WHAT IS BEING ASKED | Copy out verbatim the lines of the entries below from the one containing "Mark every instance of the navy" through the one containing "x=12, y=647", including both of those lines.
---------- DATA FOR THE TASK ----------
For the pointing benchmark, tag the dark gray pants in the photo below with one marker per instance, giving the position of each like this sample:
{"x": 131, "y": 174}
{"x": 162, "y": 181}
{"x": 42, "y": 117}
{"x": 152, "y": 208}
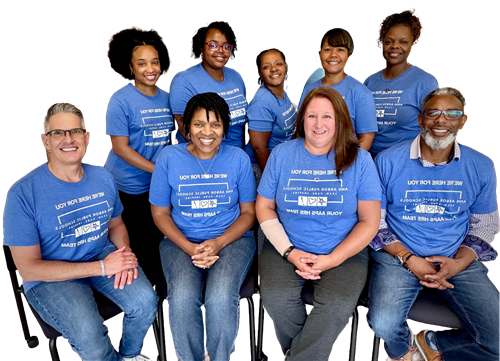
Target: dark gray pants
{"x": 310, "y": 336}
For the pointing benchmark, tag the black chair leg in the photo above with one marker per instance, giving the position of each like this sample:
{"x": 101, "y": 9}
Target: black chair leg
{"x": 54, "y": 355}
{"x": 354, "y": 335}
{"x": 252, "y": 327}
{"x": 376, "y": 346}
{"x": 158, "y": 330}
{"x": 260, "y": 354}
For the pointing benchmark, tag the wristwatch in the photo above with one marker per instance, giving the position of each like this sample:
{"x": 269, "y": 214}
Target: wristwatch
{"x": 400, "y": 255}
{"x": 288, "y": 251}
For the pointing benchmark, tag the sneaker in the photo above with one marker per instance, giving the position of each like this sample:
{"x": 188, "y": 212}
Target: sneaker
{"x": 407, "y": 357}
{"x": 428, "y": 353}
{"x": 137, "y": 358}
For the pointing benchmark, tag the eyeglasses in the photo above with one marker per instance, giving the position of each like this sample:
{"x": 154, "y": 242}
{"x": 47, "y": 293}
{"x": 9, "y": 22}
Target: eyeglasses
{"x": 225, "y": 47}
{"x": 60, "y": 133}
{"x": 433, "y": 114}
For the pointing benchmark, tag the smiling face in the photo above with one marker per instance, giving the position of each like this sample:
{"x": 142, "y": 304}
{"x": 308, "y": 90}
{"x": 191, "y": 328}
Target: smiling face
{"x": 71, "y": 149}
{"x": 319, "y": 126}
{"x": 206, "y": 134}
{"x": 218, "y": 58}
{"x": 272, "y": 69}
{"x": 397, "y": 45}
{"x": 145, "y": 65}
{"x": 441, "y": 132}
{"x": 333, "y": 58}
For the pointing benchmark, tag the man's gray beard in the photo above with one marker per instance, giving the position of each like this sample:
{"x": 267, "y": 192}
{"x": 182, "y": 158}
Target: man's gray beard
{"x": 436, "y": 144}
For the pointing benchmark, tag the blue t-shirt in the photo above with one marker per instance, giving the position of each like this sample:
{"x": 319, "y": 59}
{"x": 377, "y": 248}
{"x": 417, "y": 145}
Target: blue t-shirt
{"x": 268, "y": 113}
{"x": 359, "y": 101}
{"x": 203, "y": 204}
{"x": 68, "y": 220}
{"x": 148, "y": 123}
{"x": 398, "y": 103}
{"x": 316, "y": 75}
{"x": 429, "y": 208}
{"x": 195, "y": 80}
{"x": 317, "y": 209}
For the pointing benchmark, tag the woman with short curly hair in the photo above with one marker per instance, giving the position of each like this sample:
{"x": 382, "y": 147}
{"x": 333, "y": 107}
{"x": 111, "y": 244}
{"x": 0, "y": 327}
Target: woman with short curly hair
{"x": 139, "y": 123}
{"x": 399, "y": 88}
{"x": 214, "y": 44}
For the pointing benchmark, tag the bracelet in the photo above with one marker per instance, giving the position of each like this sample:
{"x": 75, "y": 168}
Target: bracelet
{"x": 288, "y": 251}
{"x": 407, "y": 258}
{"x": 102, "y": 267}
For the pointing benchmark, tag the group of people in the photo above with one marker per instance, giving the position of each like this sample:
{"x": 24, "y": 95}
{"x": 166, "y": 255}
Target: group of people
{"x": 353, "y": 165}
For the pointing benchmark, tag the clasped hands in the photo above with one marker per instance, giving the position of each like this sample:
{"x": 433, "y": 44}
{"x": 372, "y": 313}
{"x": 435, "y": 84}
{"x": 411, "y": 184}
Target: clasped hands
{"x": 205, "y": 254}
{"x": 309, "y": 266}
{"x": 122, "y": 264}
{"x": 432, "y": 276}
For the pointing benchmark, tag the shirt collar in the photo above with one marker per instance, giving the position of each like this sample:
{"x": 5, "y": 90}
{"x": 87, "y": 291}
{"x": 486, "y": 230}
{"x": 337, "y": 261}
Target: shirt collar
{"x": 416, "y": 153}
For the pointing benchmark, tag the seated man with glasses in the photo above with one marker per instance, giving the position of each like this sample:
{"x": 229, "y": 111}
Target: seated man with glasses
{"x": 63, "y": 225}
{"x": 439, "y": 218}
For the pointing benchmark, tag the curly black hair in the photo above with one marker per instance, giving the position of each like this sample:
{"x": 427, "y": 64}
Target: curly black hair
{"x": 198, "y": 39}
{"x": 123, "y": 43}
{"x": 211, "y": 102}
{"x": 408, "y": 17}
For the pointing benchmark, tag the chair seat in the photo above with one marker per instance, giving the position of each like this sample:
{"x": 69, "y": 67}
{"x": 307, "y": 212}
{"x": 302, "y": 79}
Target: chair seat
{"x": 430, "y": 308}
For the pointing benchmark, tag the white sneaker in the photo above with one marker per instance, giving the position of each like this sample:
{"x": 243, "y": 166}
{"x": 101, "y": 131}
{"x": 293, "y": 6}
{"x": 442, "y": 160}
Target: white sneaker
{"x": 137, "y": 358}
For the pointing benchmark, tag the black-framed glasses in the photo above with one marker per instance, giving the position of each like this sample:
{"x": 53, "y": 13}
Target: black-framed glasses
{"x": 433, "y": 114}
{"x": 61, "y": 133}
{"x": 214, "y": 46}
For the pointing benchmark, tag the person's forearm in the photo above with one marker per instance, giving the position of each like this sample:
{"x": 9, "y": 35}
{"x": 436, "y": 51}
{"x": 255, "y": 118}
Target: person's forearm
{"x": 118, "y": 235}
{"x": 57, "y": 271}
{"x": 465, "y": 256}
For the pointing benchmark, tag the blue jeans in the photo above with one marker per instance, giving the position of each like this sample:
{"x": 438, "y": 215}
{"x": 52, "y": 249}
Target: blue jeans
{"x": 185, "y": 299}
{"x": 310, "y": 336}
{"x": 475, "y": 300}
{"x": 70, "y": 308}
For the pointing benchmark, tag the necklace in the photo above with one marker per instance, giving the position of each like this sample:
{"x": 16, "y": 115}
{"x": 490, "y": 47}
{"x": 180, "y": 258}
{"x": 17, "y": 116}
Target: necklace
{"x": 213, "y": 160}
{"x": 393, "y": 79}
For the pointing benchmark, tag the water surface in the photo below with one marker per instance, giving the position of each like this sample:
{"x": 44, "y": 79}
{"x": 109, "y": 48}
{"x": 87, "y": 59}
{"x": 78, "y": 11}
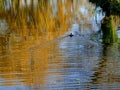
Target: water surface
{"x": 36, "y": 52}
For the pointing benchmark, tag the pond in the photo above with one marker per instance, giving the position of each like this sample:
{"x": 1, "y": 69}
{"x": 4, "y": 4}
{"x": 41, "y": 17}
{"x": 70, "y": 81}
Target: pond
{"x": 37, "y": 53}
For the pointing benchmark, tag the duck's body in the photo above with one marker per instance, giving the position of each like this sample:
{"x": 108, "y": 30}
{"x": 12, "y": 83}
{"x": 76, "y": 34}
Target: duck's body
{"x": 71, "y": 35}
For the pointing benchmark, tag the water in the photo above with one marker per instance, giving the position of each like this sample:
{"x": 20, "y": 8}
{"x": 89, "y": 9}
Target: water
{"x": 51, "y": 60}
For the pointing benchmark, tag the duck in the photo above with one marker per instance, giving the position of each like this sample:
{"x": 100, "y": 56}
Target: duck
{"x": 71, "y": 35}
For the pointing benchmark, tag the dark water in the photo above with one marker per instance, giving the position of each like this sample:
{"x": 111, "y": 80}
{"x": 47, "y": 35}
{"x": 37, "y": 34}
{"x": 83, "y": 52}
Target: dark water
{"x": 51, "y": 60}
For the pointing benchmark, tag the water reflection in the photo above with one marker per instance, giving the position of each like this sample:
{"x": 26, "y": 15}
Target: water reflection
{"x": 35, "y": 53}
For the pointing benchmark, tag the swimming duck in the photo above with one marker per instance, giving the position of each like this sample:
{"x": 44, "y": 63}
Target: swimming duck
{"x": 71, "y": 35}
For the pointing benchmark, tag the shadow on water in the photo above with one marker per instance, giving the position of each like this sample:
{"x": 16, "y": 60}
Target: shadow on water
{"x": 38, "y": 51}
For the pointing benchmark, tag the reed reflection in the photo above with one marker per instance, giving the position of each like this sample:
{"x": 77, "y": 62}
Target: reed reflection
{"x": 31, "y": 23}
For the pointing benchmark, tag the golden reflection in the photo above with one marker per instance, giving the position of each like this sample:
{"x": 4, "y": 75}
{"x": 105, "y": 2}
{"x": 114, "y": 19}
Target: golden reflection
{"x": 30, "y": 24}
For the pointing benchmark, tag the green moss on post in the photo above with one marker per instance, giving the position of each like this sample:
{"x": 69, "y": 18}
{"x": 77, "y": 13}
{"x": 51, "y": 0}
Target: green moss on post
{"x": 109, "y": 30}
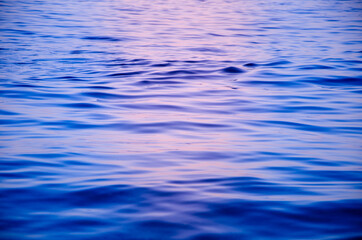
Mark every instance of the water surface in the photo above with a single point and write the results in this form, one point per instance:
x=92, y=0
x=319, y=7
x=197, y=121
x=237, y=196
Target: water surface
x=165, y=119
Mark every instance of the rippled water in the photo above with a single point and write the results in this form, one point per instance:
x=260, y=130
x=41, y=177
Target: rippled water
x=167, y=119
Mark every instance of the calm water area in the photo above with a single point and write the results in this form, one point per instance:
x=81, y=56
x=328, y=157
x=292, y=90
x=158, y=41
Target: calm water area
x=187, y=120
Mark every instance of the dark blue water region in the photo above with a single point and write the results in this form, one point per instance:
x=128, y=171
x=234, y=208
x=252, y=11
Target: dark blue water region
x=187, y=120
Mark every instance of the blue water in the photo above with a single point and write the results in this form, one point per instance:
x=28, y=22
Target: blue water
x=168, y=119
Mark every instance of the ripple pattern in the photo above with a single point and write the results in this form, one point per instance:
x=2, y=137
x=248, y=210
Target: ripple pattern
x=188, y=120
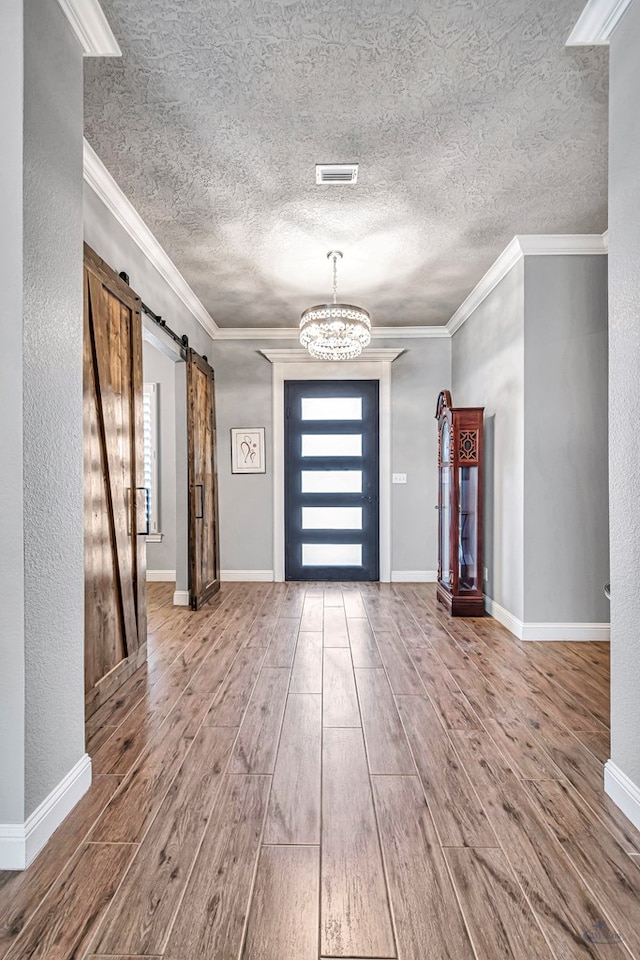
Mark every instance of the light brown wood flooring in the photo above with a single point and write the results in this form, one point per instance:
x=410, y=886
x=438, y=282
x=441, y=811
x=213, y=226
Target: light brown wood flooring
x=325, y=771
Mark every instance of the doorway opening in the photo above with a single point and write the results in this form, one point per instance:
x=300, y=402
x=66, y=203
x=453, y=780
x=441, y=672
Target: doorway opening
x=332, y=476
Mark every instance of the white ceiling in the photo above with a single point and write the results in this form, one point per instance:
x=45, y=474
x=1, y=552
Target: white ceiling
x=470, y=119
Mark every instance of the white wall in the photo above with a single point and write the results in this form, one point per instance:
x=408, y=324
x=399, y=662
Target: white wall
x=624, y=395
x=161, y=370
x=566, y=520
x=488, y=371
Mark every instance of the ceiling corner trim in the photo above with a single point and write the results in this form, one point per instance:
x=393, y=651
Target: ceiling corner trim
x=496, y=272
x=597, y=22
x=91, y=27
x=98, y=178
x=529, y=245
x=296, y=355
x=293, y=333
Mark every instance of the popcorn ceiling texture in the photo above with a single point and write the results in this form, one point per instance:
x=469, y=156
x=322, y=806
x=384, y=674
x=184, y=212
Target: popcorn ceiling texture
x=470, y=119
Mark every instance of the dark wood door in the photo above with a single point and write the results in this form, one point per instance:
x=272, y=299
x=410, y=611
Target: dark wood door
x=331, y=480
x=204, y=551
x=114, y=494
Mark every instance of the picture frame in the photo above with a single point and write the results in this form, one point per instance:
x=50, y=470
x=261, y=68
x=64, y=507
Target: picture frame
x=248, y=450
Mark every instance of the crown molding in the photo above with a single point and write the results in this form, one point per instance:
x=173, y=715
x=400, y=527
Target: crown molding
x=98, y=178
x=529, y=245
x=90, y=26
x=296, y=355
x=293, y=333
x=597, y=22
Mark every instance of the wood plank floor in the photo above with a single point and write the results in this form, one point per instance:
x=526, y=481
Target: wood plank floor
x=315, y=771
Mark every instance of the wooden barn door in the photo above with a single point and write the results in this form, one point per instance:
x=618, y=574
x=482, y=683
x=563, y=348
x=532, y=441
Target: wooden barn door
x=204, y=552
x=115, y=497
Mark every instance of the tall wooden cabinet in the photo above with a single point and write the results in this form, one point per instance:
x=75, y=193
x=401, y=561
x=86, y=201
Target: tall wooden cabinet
x=460, y=496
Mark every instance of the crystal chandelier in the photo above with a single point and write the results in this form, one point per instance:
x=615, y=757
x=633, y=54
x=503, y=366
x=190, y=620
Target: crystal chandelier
x=335, y=331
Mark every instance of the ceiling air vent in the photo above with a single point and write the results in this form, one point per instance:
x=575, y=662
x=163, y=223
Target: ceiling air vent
x=336, y=173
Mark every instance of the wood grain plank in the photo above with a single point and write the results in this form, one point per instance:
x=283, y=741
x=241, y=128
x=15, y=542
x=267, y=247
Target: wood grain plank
x=140, y=916
x=306, y=676
x=283, y=921
x=340, y=703
x=294, y=805
x=257, y=743
x=427, y=917
x=21, y=892
x=312, y=614
x=283, y=644
x=561, y=902
x=453, y=707
x=233, y=696
x=595, y=855
x=497, y=915
x=387, y=748
x=400, y=670
x=456, y=809
x=67, y=919
x=211, y=918
x=335, y=627
x=526, y=757
x=354, y=914
x=364, y=649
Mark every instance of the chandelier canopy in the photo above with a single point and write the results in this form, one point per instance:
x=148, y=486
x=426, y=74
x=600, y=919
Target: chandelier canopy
x=335, y=331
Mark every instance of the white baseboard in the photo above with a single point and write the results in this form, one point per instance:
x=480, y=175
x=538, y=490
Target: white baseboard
x=20, y=843
x=414, y=576
x=546, y=631
x=161, y=576
x=623, y=791
x=565, y=631
x=262, y=576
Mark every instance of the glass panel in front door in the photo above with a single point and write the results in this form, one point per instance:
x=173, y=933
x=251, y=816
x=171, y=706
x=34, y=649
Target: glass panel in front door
x=331, y=480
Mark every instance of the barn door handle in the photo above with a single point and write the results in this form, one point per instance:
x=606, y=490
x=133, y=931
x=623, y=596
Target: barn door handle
x=200, y=516
x=147, y=515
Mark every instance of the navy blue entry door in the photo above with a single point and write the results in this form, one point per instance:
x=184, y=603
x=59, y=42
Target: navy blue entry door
x=331, y=480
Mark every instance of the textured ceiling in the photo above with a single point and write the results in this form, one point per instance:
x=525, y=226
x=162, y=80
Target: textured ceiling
x=470, y=119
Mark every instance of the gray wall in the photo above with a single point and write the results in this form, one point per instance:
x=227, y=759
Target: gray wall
x=161, y=370
x=624, y=391
x=52, y=400
x=488, y=371
x=244, y=398
x=566, y=518
x=12, y=647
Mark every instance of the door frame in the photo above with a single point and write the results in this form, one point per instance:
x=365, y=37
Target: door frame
x=297, y=364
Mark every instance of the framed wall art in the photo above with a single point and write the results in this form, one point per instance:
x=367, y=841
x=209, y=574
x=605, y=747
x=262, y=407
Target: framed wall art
x=247, y=450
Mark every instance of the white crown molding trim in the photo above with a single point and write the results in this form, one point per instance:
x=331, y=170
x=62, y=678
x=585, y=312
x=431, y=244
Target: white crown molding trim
x=570, y=244
x=623, y=791
x=597, y=22
x=161, y=576
x=247, y=576
x=295, y=355
x=98, y=178
x=90, y=26
x=20, y=843
x=557, y=632
x=414, y=576
x=293, y=333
----------
THE OUTPUT |
Mark every instance of the navy blue entry door in the photo above with a single point and write the results in this form, one point per instance:
x=184, y=603
x=59, y=42
Target: navy blue entry door
x=331, y=480
Mark every instance of the textured ceiling in the photo above with a single point and write the results in this form, one point per instance:
x=525, y=226
x=162, y=80
Target: textured ceiling
x=470, y=119
Mark every instance of the gray wall in the photo above with a single point and write the results in this form, one point per instance:
x=227, y=759
Target: gray wall
x=161, y=370
x=624, y=391
x=52, y=400
x=488, y=371
x=244, y=398
x=566, y=518
x=12, y=647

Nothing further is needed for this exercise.